■ **What is expected**:
The data below should be repeated exactly and in full.

■ **Records for the task**:
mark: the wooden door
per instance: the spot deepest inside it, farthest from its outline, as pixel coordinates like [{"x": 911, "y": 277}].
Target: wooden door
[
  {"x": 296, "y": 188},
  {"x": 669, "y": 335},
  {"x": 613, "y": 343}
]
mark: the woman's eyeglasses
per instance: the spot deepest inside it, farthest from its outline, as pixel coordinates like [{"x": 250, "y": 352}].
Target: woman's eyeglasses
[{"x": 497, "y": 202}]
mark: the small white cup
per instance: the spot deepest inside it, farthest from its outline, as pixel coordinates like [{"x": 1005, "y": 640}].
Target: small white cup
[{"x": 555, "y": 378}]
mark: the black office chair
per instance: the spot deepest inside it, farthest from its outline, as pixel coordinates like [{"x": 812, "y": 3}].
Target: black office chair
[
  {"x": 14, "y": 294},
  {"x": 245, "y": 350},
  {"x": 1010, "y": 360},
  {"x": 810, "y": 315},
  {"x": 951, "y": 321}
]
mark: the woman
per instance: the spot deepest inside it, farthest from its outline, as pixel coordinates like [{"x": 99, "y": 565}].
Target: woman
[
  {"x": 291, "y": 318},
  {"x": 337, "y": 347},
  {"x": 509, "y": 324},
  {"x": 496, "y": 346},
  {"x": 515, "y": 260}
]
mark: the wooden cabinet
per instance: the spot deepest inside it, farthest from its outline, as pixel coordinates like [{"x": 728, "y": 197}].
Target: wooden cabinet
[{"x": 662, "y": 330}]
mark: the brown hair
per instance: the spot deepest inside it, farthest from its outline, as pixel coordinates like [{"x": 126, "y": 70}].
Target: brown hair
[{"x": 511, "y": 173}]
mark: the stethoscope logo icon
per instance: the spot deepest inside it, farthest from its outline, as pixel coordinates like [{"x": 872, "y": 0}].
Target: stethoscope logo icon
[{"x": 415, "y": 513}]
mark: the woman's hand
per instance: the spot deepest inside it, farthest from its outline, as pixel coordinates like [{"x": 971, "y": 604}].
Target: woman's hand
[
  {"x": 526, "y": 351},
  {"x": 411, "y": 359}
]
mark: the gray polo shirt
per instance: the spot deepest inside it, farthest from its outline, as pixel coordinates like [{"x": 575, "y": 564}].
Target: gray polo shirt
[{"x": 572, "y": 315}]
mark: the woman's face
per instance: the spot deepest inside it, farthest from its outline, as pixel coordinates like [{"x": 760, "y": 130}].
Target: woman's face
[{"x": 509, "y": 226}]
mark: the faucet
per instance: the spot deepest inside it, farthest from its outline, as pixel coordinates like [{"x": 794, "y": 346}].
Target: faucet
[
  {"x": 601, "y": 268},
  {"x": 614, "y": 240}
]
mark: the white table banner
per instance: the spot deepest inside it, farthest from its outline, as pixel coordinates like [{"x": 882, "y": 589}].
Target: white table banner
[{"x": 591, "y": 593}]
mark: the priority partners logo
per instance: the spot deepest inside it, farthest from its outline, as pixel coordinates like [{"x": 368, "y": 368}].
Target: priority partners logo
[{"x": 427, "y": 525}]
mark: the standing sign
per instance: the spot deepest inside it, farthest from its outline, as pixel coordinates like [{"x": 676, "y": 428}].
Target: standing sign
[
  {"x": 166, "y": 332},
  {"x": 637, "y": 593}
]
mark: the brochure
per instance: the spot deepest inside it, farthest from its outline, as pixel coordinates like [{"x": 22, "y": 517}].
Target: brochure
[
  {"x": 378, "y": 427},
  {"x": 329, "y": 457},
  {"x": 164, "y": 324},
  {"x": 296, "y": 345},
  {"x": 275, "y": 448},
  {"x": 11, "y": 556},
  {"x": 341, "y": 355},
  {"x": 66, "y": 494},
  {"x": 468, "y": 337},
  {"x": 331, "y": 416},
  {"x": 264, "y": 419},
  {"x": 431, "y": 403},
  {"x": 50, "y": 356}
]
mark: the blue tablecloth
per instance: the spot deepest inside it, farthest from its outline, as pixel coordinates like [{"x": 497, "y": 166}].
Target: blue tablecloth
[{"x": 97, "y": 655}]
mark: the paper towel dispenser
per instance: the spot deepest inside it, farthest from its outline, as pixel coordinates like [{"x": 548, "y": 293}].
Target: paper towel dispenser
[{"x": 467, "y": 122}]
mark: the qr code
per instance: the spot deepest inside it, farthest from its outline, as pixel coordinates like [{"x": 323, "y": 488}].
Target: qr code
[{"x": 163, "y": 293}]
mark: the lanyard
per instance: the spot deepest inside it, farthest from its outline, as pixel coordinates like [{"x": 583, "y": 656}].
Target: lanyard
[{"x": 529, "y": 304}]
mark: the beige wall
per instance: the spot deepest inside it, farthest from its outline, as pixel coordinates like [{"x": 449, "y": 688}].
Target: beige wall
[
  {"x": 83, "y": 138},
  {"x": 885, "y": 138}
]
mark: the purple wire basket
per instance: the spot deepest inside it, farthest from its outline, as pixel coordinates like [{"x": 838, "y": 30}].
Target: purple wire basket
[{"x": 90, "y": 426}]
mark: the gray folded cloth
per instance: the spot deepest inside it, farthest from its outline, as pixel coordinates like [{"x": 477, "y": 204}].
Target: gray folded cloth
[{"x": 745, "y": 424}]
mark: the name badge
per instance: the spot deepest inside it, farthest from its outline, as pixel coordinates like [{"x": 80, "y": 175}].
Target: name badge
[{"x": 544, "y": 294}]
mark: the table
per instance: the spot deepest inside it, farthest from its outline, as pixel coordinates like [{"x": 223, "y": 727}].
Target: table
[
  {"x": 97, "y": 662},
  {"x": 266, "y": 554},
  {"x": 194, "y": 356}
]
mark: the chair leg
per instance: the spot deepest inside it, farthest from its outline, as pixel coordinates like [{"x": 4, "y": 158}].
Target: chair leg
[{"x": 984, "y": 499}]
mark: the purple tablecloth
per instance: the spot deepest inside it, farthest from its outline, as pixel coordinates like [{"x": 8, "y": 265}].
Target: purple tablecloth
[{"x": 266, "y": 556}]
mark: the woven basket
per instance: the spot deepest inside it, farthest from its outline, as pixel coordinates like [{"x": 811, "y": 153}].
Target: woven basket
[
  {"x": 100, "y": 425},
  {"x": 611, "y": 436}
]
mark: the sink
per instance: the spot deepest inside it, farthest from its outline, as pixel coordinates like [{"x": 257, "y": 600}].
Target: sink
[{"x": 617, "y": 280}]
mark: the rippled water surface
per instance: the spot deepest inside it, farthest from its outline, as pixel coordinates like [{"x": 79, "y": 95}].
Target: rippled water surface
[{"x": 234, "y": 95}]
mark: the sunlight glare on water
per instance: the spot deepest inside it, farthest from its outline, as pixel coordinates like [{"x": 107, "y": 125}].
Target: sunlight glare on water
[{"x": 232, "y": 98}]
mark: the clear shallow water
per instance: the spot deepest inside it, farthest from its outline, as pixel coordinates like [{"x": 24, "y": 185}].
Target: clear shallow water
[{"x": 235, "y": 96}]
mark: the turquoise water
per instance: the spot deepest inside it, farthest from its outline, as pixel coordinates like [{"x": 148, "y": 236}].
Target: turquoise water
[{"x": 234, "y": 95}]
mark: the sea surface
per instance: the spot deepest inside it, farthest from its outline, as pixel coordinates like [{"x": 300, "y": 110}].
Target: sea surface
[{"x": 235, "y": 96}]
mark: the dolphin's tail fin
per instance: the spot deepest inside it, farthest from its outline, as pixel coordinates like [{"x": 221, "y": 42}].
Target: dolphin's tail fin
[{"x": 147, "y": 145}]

■ **Response to the exercise**:
mark: the wooden door
per instance: the spot deepest inside it, farthest from its outline, as pixel coordinates like [{"x": 911, "y": 277}].
Target: wooden door
[
  {"x": 296, "y": 188},
  {"x": 669, "y": 335},
  {"x": 613, "y": 343}
]
mark: the woman's eyeglasses
per instance: the spot deepest inside it, farthest from its outline, as pixel coordinates like [{"x": 250, "y": 352}].
Target: woman's eyeglasses
[{"x": 497, "y": 202}]
mark: the small white cup
per instance: the spot deepest inside it, farthest from its outline, as pixel coordinates like [{"x": 1005, "y": 640}].
Target: small white cup
[{"x": 555, "y": 378}]
mark: the black office chair
per instance: the spot deepest inside it, farthest from its outline, as pixel coordinates like [{"x": 812, "y": 3}].
Target: black office chair
[
  {"x": 14, "y": 294},
  {"x": 245, "y": 350},
  {"x": 1010, "y": 360},
  {"x": 810, "y": 315},
  {"x": 951, "y": 321}
]
mark: the woman
per instance: the spot deepest inside it, farthest from its outline, as pixel coordinates like [{"x": 99, "y": 565}].
Target: woman
[
  {"x": 291, "y": 318},
  {"x": 337, "y": 347},
  {"x": 509, "y": 324},
  {"x": 496, "y": 346},
  {"x": 515, "y": 260}
]
mark: the wooden cabinet
per instance: the spot deepest inside it, farthest from its outline, as pixel coordinates like [{"x": 728, "y": 197}].
Target: wooden cabinet
[{"x": 662, "y": 330}]
mark: the brown hair
per instance: the spot deepest inside it, farthest from its outline, as pixel coordinates like [{"x": 126, "y": 70}].
Target: brown hair
[{"x": 511, "y": 173}]
mark: the stethoscope logo icon
per instance: the spot deepest inside it, farthest from its outline, as pixel coordinates like [{"x": 872, "y": 0}].
Target: stethoscope logo icon
[{"x": 415, "y": 513}]
mark: the woman's hand
per instance: the spot deepest inside it, farthest from its outline, as pixel coordinates like [{"x": 971, "y": 604}].
Target: woman's hand
[
  {"x": 526, "y": 351},
  {"x": 411, "y": 359}
]
mark: the gray polo shirt
per instance: the spot deepest inside it, farthest from its outline, as pixel coordinates like [{"x": 575, "y": 564}].
Target: gray polo shirt
[{"x": 572, "y": 315}]
mark: the woman's face
per instance: the spot deepest inside it, farthest from its outline, as pixel coordinates like [{"x": 760, "y": 130}].
Target: woman's face
[{"x": 509, "y": 226}]
mark: the faucet
per instance: the spot deepest inside it, farthest from its outline, as pixel coordinates like [{"x": 794, "y": 346}].
Target: faucet
[
  {"x": 601, "y": 268},
  {"x": 614, "y": 240}
]
mark: the white table banner
per instance: the spot deepest inside it, farthest from its outline, as pixel coordinates like [{"x": 882, "y": 589}].
Target: white table banner
[{"x": 591, "y": 593}]
mark: the priority partners logo
per instance: the spot deepest inside it, farthest from its outline, as pixel coordinates like [{"x": 368, "y": 368}].
Target: priority partners logo
[{"x": 427, "y": 525}]
mark: the standing sign
per instance: the spot deepest inside it, farthest from its outline, as pixel coordinates like [{"x": 676, "y": 428}].
Target: standing sign
[
  {"x": 166, "y": 332},
  {"x": 637, "y": 593}
]
mark: the brochure
per instance: the spot deepest inside it, farthest from its outline, as pixel coordinates like [{"x": 22, "y": 517}].
Target: brochure
[
  {"x": 378, "y": 427},
  {"x": 329, "y": 457},
  {"x": 164, "y": 324},
  {"x": 296, "y": 345},
  {"x": 275, "y": 448},
  {"x": 11, "y": 556},
  {"x": 341, "y": 355},
  {"x": 66, "y": 494},
  {"x": 468, "y": 337},
  {"x": 331, "y": 416},
  {"x": 264, "y": 419},
  {"x": 431, "y": 403},
  {"x": 50, "y": 356}
]
mark: the blue tablecloth
per instance: the spot deepest inside it, farthest from its outline, as pixel coordinates like [{"x": 497, "y": 166}].
Target: blue tablecloth
[{"x": 97, "y": 655}]
mark: the paper towel dispenser
per instance: the spot deepest inside it, farthest from its outline, as pixel coordinates like [{"x": 548, "y": 293}].
Target: paper towel dispenser
[{"x": 467, "y": 122}]
mark: the qr code
per instance: the spot deepest inside it, farthest from its outline, as pixel coordinates like [{"x": 323, "y": 488}].
Target: qr code
[{"x": 163, "y": 293}]
mark: the lanyard
per instance: the spot deepest inside it, farthest from its outline, as pixel coordinates like [{"x": 583, "y": 656}].
Target: lanyard
[{"x": 529, "y": 304}]
mark: the beige wall
per instance: the spot deepest inside it, farthest from its outline, as pixel coordinates like [{"x": 449, "y": 688}].
Target: beige wall
[
  {"x": 83, "y": 138},
  {"x": 885, "y": 138}
]
mark: the purple wire basket
per instance: the spot deepest inside it, farthest from its outline, as pixel coordinates like [{"x": 838, "y": 30}].
Target: purple wire basket
[{"x": 90, "y": 426}]
mark: the gray folded cloth
per instance: the spot deepest inside it, farthest from its outline, as pixel coordinates like [{"x": 477, "y": 204}].
Target: gray folded cloth
[{"x": 745, "y": 424}]
mark: the name badge
per instance: the spot deepest inside it, farthest from its outline, as pixel coordinates like [{"x": 80, "y": 175}].
Target: name badge
[{"x": 544, "y": 294}]
mark: the table
per instance: the spot deepest inside it, farthest from its outline, as pixel coordinates like [{"x": 223, "y": 727}].
Target: table
[
  {"x": 97, "y": 662},
  {"x": 266, "y": 554},
  {"x": 194, "y": 356}
]
mark: the chair leg
per instance: the spot deepest inside it, farthest from its outline, as pixel coordinates like [{"x": 4, "y": 158}].
Target: chair leg
[{"x": 984, "y": 499}]
mark: the purple tablecloth
per instance: the spot deepest inside it, farthest from its outline, as pixel coordinates like [{"x": 8, "y": 265}].
Target: purple tablecloth
[{"x": 266, "y": 556}]
mark: the woven basket
per instance: the spot deepest inside it, farthest from its outline, as pixel coordinates like [{"x": 811, "y": 153}].
Target: woven basket
[
  {"x": 100, "y": 425},
  {"x": 611, "y": 436}
]
mark: the sink
per instance: the spot deepest inside it, farthest from its outline, as pixel coordinates like [{"x": 257, "y": 600}].
Target: sink
[{"x": 617, "y": 280}]
mark: the rippled water surface
per instance: the spot deepest inside it, farthest from its outline, as pixel coordinates like [{"x": 79, "y": 95}].
Target: rippled water surface
[{"x": 234, "y": 95}]
mark: the sunlight glare on water
per instance: the spot deepest inside it, farthest from its outline, as pixel coordinates like [{"x": 107, "y": 125}].
Target: sunlight glare on water
[{"x": 232, "y": 98}]
mark: the clear shallow water
per instance: the spot deepest inside it, farthest from its outline, as pixel coordinates like [{"x": 24, "y": 185}].
Target: clear shallow water
[{"x": 235, "y": 96}]
mark: the turquoise water
per instance: the spot deepest inside it, farthest from its outline, as pixel coordinates like [{"x": 148, "y": 236}].
Target: turquoise water
[{"x": 234, "y": 95}]
mark: the sea surface
per instance: the spot deepest inside it, farthest from its outline, as pixel coordinates like [{"x": 300, "y": 110}].
Target: sea surface
[{"x": 235, "y": 96}]
mark: the dolphin's tail fin
per instance: the spot deepest inside it, farthest from its outline, as pixel coordinates like [{"x": 221, "y": 42}].
Target: dolphin's tail fin
[{"x": 147, "y": 145}]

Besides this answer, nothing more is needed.